== What the exercise asks ==
From the data, copy out every line in which the word "roof" appears.

== Exercise materials ==
⟨

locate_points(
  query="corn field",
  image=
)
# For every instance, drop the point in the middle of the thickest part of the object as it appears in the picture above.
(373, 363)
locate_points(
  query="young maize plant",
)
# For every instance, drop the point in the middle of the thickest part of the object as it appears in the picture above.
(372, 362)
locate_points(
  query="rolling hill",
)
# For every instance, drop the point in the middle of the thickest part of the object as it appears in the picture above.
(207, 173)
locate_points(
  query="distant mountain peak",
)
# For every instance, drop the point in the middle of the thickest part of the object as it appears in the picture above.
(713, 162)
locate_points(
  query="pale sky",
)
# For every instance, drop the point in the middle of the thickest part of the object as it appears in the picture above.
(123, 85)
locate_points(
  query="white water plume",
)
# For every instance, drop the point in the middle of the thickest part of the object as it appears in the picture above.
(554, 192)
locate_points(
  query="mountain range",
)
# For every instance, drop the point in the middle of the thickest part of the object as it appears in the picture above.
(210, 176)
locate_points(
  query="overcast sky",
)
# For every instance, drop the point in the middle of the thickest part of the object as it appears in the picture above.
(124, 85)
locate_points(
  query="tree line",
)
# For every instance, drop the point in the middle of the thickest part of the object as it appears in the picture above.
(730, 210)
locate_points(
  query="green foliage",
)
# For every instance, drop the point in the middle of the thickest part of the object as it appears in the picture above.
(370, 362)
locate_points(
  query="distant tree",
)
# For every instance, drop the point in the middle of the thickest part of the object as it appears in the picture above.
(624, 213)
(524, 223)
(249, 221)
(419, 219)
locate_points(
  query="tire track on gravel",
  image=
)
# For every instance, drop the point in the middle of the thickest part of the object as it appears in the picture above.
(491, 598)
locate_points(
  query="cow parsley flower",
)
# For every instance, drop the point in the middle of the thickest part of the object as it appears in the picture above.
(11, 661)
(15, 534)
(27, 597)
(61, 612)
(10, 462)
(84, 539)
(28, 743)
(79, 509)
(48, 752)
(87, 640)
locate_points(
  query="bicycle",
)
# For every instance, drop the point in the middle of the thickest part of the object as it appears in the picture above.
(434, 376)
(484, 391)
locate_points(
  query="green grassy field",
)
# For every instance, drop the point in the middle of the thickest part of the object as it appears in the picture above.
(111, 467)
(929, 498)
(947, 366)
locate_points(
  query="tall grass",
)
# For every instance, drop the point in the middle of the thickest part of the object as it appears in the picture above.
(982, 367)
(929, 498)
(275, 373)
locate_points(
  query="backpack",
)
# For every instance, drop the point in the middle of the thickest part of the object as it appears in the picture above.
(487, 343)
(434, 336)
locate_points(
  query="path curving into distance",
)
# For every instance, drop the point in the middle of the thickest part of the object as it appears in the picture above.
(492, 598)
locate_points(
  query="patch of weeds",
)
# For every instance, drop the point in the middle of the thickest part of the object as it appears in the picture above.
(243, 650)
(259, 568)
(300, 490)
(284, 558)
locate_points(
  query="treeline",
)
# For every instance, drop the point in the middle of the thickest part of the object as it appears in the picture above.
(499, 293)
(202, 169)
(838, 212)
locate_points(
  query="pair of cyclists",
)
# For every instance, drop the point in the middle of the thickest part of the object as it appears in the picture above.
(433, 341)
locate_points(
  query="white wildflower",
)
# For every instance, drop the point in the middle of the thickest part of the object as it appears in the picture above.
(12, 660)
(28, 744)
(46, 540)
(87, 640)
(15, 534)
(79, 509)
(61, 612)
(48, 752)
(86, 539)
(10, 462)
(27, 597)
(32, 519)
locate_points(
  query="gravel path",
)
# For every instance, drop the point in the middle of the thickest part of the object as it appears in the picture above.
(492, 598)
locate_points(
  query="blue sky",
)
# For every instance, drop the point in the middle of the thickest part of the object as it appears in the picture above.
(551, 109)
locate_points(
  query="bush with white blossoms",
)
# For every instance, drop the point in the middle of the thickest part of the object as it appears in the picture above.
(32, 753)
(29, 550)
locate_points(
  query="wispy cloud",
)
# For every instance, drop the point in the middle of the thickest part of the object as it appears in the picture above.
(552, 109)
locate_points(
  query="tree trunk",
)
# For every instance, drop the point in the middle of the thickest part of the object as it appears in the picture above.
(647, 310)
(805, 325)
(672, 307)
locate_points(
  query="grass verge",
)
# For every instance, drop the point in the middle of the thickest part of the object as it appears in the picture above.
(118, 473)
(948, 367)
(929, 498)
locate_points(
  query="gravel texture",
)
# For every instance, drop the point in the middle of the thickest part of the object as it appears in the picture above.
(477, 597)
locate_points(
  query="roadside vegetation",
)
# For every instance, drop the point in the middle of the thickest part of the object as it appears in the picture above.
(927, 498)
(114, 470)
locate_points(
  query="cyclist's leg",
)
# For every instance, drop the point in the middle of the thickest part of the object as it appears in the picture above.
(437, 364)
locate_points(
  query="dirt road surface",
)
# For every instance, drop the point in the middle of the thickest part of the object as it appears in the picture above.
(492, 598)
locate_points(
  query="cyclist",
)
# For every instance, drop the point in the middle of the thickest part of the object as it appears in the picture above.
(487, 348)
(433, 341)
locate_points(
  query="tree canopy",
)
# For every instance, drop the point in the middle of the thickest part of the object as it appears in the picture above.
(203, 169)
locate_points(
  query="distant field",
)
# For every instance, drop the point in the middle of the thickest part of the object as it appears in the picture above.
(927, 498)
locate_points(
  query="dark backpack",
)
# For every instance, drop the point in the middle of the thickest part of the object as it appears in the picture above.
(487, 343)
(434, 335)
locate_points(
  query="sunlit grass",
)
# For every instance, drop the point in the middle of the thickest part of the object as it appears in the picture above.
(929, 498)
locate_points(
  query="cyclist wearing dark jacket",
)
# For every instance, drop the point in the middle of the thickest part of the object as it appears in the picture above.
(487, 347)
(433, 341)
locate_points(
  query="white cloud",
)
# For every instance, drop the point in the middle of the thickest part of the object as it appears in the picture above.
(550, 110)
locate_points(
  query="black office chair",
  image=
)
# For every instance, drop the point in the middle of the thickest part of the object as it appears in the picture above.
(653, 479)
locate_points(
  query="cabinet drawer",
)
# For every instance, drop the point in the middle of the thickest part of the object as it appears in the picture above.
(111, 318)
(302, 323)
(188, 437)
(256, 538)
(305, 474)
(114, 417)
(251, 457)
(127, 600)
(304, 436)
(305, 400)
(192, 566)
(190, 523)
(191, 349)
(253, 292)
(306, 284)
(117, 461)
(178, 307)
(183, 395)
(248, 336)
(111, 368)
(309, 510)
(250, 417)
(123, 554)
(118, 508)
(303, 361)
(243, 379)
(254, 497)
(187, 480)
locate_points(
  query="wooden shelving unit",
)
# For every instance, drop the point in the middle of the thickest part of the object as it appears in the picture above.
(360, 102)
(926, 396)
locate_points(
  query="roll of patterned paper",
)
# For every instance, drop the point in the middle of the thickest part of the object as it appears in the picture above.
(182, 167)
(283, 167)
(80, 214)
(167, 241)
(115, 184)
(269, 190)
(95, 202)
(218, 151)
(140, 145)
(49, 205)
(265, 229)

⟩
⟨

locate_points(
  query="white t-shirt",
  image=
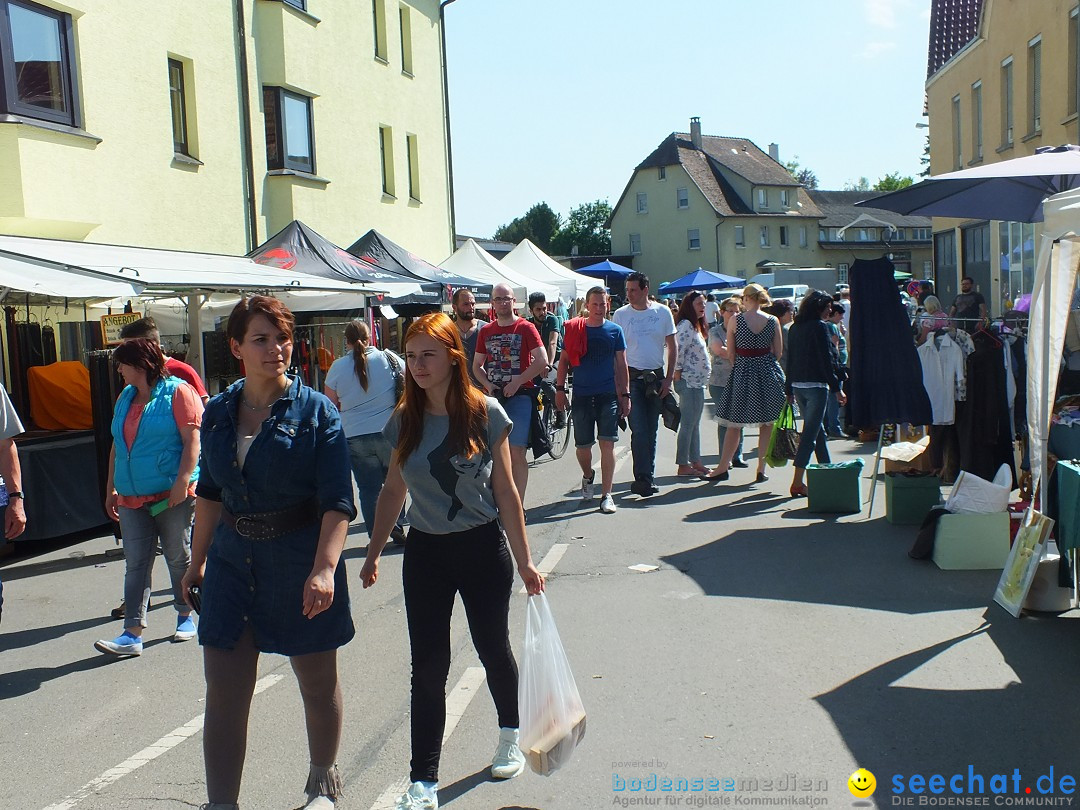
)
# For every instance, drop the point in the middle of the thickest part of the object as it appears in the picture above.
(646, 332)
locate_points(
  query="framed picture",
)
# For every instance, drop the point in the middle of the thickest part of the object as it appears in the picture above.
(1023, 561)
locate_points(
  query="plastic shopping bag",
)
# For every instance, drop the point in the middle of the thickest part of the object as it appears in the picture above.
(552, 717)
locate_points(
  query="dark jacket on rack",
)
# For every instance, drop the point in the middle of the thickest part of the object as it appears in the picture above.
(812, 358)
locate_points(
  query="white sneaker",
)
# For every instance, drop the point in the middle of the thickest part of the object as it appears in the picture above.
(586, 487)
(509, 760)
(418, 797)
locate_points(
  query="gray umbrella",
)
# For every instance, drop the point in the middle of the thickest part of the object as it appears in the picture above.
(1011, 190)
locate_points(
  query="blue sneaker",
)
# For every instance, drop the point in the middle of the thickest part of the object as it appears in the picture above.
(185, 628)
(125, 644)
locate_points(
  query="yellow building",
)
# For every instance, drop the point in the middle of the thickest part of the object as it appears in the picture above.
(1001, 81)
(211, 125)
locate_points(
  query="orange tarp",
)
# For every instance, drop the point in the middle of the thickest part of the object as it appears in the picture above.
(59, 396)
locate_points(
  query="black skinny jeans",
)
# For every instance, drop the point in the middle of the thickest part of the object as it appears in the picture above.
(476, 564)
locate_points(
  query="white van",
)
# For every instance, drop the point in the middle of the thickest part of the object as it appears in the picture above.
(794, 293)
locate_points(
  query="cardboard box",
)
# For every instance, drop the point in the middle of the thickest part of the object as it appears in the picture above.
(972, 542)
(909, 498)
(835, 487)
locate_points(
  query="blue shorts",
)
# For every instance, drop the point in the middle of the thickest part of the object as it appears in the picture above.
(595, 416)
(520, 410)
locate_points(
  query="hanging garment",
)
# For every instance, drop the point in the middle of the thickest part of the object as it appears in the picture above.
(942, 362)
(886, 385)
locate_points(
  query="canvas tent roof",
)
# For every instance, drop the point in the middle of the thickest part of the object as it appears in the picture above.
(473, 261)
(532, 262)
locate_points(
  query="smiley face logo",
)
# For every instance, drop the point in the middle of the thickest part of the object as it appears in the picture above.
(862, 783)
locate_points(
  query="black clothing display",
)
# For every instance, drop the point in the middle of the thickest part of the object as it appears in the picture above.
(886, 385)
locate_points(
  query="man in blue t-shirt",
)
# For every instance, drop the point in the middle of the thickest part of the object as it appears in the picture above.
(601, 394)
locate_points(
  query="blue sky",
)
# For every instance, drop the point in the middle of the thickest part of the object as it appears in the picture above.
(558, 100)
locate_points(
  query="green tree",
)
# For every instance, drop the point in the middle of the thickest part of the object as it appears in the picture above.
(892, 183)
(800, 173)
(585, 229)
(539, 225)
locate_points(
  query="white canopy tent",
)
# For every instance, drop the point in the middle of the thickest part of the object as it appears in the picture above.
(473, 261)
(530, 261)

⟩
⟨

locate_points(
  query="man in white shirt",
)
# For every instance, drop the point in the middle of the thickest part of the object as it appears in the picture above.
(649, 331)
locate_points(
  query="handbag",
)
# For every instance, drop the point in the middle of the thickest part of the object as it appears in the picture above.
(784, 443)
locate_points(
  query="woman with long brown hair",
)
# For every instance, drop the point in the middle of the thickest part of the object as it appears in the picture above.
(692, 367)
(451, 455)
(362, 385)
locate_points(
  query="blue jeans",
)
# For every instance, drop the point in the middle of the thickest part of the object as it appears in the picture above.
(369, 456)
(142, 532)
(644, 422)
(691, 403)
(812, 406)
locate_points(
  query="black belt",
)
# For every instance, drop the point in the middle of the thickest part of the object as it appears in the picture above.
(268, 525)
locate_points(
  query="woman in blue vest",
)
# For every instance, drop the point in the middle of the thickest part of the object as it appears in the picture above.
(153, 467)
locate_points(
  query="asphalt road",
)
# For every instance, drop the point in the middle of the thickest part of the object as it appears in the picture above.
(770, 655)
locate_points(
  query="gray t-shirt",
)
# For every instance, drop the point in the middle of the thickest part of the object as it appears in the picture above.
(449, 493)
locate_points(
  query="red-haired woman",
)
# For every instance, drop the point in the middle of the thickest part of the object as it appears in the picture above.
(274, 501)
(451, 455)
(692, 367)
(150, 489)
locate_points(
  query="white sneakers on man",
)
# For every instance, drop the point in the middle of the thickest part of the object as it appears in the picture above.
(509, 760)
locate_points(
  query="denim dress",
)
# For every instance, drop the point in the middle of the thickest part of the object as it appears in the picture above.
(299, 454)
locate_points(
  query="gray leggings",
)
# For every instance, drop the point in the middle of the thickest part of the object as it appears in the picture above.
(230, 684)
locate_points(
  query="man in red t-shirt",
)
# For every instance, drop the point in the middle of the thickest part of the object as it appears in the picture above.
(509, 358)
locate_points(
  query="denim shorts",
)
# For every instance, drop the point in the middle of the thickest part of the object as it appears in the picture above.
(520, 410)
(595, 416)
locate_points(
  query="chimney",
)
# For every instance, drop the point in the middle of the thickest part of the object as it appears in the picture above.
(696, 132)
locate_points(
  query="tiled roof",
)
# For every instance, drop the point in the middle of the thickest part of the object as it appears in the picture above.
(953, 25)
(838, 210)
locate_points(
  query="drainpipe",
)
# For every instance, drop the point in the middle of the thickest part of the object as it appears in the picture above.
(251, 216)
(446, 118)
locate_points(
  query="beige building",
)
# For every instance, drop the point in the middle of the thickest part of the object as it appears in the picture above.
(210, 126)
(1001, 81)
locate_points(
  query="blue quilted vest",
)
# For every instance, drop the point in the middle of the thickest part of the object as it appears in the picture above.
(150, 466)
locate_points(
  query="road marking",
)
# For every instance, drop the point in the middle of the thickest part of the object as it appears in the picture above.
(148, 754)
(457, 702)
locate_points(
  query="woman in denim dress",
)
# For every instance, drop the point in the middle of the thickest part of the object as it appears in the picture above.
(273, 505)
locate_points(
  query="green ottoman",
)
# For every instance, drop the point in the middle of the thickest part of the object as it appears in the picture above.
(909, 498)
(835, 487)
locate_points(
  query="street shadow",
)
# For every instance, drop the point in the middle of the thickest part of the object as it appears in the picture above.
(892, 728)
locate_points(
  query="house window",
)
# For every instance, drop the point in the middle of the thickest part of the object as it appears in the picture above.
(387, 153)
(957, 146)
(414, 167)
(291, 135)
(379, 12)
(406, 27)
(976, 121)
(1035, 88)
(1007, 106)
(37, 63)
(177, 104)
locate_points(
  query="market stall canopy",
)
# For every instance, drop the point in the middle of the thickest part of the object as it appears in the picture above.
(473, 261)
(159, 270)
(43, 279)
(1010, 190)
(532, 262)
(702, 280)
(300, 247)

⟩

== Answer space ==
  query="canvas tent roof",
  query="tiled roof",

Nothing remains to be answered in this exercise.